Continue the explainer on Carlos Ghosn's escape from Japan from the point where it stops.

Page text
= Beginning of Section =

Boy, did he take off!

You bet. Carlos Ghosn’s ‘escape velocity’ as he fled from Japan, where he is under trial for alleged financial misconduct, was faster than anything achieved by any car from Nissan Motor Co, which he headed.

How did he escape?

It’s not clear, but it appears from preliminary reports that Ghosn, who was out on a $9-million bail, was ‘smuggled out’ in a biggish music box after a Christmas band came to perform at his Tokyo residence. He appears to have taken a private jet to Istanbul and then onward to Beirut, where as a Lebanese citizen, he was allowed in, presumably even without a passport.

Can he be extradited?

Japan does not have an extradition treaty with Lebanon; in any case, Lebanon is unlikely to cooperate with Japanese authorities.

Case closed?

Japanese authorities have very little leverage, particularly because the Japanese criminal justice system has drawn unflattering international attention, particularly after Ghosn’s arrest in November 2018.

What’s wrong with it?

It may not seem abnormal for anyone familiar with how the wheels of criminal justice spin in India, but Japan’s system is criticised as hitojichishiho (“hostage justice”), wherein the accused can be detained for extended periods and subjected to rigorous interrogations. Human Rights Watch noted in April 2019 that Japan’s criminal justice practices — “stretching suspects’ detention until they confess, forcing detainees to face investigators’ questions without the presence of lawyers and stripping them of their right to remain silent, and coercing them to confess including false confessions — have long been... a cause of wrongful convictions.” The conviction rate in criminal cases is an astounding 99.8 per cent.

= End of Section =

Recorded data
= Beginning of Section =

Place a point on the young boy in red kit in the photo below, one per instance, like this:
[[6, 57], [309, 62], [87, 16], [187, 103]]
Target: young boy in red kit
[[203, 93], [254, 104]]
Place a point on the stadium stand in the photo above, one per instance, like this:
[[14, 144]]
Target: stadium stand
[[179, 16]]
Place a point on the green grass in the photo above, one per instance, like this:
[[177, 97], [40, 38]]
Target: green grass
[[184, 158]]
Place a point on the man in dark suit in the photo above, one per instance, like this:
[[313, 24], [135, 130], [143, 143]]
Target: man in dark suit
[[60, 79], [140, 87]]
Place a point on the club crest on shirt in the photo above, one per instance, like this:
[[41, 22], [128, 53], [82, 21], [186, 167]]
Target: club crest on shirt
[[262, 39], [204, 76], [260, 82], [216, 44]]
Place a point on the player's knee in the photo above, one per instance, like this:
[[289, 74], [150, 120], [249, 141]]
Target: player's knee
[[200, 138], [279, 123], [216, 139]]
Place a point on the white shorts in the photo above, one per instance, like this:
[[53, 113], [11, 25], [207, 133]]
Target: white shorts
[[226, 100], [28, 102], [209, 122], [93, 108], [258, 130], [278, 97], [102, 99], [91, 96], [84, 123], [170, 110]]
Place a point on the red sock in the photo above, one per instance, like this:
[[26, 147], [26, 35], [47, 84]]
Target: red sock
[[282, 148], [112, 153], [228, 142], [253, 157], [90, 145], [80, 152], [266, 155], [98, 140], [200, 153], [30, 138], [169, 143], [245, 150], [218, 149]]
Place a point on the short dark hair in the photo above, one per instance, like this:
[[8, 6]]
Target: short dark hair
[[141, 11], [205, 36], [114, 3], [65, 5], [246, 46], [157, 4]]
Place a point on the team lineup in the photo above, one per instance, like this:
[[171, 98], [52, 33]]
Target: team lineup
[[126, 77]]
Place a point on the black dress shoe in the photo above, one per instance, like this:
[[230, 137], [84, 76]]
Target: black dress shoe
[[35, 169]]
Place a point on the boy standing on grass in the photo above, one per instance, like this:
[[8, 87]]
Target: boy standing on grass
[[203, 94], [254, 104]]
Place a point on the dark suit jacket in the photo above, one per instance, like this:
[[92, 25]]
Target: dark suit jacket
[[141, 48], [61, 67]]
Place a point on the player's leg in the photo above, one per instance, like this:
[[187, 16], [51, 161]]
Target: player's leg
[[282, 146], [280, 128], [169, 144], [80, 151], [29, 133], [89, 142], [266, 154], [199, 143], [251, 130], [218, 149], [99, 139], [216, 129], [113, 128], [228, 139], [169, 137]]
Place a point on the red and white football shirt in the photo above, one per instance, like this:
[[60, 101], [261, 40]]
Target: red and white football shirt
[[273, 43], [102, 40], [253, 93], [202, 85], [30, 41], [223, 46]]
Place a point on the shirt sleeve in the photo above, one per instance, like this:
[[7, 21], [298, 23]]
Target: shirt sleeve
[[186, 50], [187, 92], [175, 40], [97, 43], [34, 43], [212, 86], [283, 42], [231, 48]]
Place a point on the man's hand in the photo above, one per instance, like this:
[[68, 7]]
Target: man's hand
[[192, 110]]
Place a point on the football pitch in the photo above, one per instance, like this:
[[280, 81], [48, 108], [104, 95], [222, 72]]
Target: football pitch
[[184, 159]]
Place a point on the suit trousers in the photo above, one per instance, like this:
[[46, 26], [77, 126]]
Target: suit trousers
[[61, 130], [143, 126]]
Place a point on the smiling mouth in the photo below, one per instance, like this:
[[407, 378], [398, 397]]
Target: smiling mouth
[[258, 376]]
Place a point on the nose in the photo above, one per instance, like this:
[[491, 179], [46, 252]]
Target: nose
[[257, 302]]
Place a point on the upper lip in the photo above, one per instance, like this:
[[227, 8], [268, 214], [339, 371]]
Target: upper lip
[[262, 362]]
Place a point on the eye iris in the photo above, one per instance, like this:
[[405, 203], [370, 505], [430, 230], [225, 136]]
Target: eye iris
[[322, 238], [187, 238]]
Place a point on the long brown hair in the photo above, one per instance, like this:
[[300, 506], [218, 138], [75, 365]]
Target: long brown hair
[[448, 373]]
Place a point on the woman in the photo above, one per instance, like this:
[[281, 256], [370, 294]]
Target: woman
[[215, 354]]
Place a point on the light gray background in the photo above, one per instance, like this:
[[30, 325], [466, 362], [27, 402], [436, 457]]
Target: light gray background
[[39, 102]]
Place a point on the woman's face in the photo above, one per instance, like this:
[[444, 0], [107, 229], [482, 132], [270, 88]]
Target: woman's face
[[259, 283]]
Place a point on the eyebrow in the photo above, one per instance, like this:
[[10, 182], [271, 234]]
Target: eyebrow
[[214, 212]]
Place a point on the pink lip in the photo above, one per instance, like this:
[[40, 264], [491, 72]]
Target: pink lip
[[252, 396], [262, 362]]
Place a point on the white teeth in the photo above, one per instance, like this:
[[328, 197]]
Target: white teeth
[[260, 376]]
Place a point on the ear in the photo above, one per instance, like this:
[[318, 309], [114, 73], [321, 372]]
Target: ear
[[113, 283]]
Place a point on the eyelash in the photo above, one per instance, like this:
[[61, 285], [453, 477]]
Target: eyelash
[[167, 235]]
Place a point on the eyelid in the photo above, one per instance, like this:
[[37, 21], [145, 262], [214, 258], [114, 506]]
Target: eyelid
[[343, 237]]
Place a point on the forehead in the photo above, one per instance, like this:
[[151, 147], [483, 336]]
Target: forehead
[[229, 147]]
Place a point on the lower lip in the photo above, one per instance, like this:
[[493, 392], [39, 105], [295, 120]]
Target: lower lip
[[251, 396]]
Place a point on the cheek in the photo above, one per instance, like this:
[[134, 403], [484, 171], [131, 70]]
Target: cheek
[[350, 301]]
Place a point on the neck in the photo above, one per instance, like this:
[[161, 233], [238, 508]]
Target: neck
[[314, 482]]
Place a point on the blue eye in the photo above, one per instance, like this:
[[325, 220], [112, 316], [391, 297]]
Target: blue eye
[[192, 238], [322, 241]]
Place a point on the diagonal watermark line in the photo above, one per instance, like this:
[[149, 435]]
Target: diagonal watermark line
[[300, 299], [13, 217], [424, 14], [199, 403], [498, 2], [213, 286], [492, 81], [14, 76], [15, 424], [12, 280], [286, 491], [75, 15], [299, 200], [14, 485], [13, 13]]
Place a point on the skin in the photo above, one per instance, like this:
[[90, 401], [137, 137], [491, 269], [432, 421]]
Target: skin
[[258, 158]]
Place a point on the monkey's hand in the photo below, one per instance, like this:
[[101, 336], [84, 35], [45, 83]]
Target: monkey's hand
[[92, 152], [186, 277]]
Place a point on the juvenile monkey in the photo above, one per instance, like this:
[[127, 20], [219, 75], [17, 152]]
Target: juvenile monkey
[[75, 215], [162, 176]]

= End of Section =

Exercise response
Isn’t that a good thing?

Not if you know how the convictions were secured. In 1989, shortly before he retired after 40 years as a High Court judge in Osaka, Takeo Ishimatsu triggered consternation when he disclosed that in Japanese courts, criminal trials were merely a “formal ceremony”, and the prosecution pretty much has its way. Other legal scholars have branded the system as “diseased”. All this was highlighted in a sensational enzai (false charge) case involving professional boxer Iwao Hakamada. He was sentenced to death in 1968 for a mass murder but was granted a retrial and released in 2014 on the ground that the case had been falsified.

So Ghosn did right?

No, but the rich have ways of escaping criminal justice systems around the world. Nearer home, after the 1984 Bhopal gas tragedy, Union Carbide chairman Warren Anderson jumped bail and escaped trial, evidently after US authorities arm-twisted the Rajiv Gandhi government. And in 1993, Italian businessman and Bofors accused Ottavio Quattrocchi slipped away from India, again with the Congress government’s help. There’s also Vijay Mallya, Nirav Modi and Mehul Choksi, among others. These days, there is even a “global club” that helps corporate honchos escape prosecution for their crimes.

Tell me more.

After an 18-month investigation, BuzzFeed News established in 2016 that the investor-state dispute settlement (ISDS) mechanism, designed to arbitrate between countries and foreign companies that do business within their borders, was being abused to thwart countries’ attempts to prosecute corrupt CEOs or ban pollution. Companies typically turn to the ISDS ‘super court’ and sue the country for billions of dollars — to the point where even the threat of a suit increasingly forces countries to bend to the corporates’ will.

Bottomline?

Ghosn says he fled to “escape injusice”; but even in situations where they are clearly in the wrong, corporate leaders have the extraordinary privilege of escaping the consequences of their criminal actions.